= Consigne 1 =
Reproduisez fidèlement le passage de l'article sur l'intelligentsia mauritanienne qui commence à "La conquête et" et se termine à "commencé le 8 juin.".

L'intelligentsia mauritanienne et ses deux élites politiques
Source : Le Calame, numéro 581, le 8 mars 2007.
L'intelligentsia politique mauritanienne sait que le régime de Ould
Taya avait
perverti le processus démocratique. La situation politique était
devenue
totalement bloquée avant le 8 juin 2003 avec un régime de plus en plus
enfermé
et autoritaire. L'entêtement du régime déchu dans le verrouillage de la
situation politique était tel qu'il ne restait plus aucune raison
rationnellement convaincante pour s'attendre à une ouverture politique
sans y
contraindre le système. Le problème était cependant que l'opposition
d'alors,
toute déterminée qu'elle était, ne faisant pas le poids face à un
régime qui se
maintient par la répression et la corruption. C'est ce constat qui
explique que
l'opposition n'avait pas ou peu condamné la tentative avortée du 8 juin
2003.
Sans les soutenir explicitement, l'opposition dans sa majorité, faisait
preuve
de compréhension face à des officiers qui n'étaient pas passés loin de
la
réussite et qui disaient vouloir initier une véritable démocratisation
du pays.
La conquête et l'entretien du pouvoir par la force sont deux procédés
qui
mènent souvent l'un à l'autre et mènent tous les deux à l'instabilité
politique, mais le blocage de la situation politique dans notre pays et
l'exemple si proche du Mali autorisaient à l'opposition de parier, a
posteriori
et en dernier recours, sur la sincérité des militaires. C'est pourquoi
cette
opposition a soutenu le CMJD qui a exactement repris le discours et le
programme des cavaliers du changement. Le 3 août a, en quelque sorte,
parachevé
le travail commencé le 8 juin.
L'irruption des hommes du 8 juin dans la scène politique mauritanienne
a
toutefois révélé l'existence d'une étrange contradiction au sein de
l'intelligentsia mauritanienne locale. Il eu effectivement des acteurs
politiques et médiatiques de l'opposition qui avaient volontairement
agi, le 8
juin 2003, dans le sens de la préservation du régime déchu. Ces
opposants
devaient même par la suite prendre part à la propagande du régime
dénigrant et
diabolisant les hommes du 8 juin. Cette alliance contre-nature entre la
dictature et une partie de son opposition s'expliquerait par certaines
affinités culturelles. Une partie de l'intelligentsia mauritanienne
francophones, qui considère être, SEULE, moderne et démocratique, s'est
à tord
sentie menacer par ces arabophones inconnus.

= Données fournies =
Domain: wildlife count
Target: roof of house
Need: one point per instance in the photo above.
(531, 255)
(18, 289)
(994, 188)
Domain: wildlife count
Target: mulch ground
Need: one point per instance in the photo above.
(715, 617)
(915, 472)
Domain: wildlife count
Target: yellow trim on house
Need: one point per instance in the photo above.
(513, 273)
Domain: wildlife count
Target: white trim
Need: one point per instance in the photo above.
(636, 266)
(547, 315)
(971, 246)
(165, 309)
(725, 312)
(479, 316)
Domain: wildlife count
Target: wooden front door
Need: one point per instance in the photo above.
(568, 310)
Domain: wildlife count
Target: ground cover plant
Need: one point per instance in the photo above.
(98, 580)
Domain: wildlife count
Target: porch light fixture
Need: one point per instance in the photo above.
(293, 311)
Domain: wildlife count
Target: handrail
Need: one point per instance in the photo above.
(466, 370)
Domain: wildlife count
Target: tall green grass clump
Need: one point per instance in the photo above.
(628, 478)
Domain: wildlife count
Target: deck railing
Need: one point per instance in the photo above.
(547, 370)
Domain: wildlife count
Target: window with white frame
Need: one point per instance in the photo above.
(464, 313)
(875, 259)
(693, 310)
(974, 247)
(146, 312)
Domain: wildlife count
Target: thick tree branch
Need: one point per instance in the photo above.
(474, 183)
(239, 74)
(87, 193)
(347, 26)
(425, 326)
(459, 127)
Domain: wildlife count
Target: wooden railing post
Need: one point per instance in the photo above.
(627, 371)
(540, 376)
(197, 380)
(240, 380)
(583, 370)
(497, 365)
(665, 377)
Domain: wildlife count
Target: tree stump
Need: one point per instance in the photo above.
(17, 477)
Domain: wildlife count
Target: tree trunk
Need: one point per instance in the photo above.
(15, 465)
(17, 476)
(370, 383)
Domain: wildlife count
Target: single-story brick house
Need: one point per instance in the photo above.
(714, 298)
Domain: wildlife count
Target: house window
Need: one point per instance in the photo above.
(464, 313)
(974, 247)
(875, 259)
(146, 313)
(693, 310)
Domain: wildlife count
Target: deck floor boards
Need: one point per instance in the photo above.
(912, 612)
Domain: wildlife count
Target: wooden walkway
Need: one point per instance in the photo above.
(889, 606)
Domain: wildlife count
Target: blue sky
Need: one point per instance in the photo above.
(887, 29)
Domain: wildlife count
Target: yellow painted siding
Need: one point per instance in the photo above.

= Consigne 2 =
Comptez les lignes des entrées où figure la chaîne "ground", en tenant compte de la casse, et donnez uniquement ce nombre.

= Résultat attendu 1 =
La conquête et l'entretien du pouvoir par la force sont deux procédés
qui
mènent souvent l'un à l'autre et mènent tous les deux à l'instabilité
politique, mais le blocage de la situation politique dans notre pays et
l'exemple si proche du Mali autorisaient à l'opposition de parier, a
posteriori
et en dernier recours, sur la sincérité des militaires. C'est pourquoi
cette
opposition a soutenu le CMJD qui a exactement repris le discours et le
programme des cavaliers du changement. Le 3 août a, en quelque sorte,
parachevé
le travail commencé le 8 juin.

= Résultat attendu 2 =
2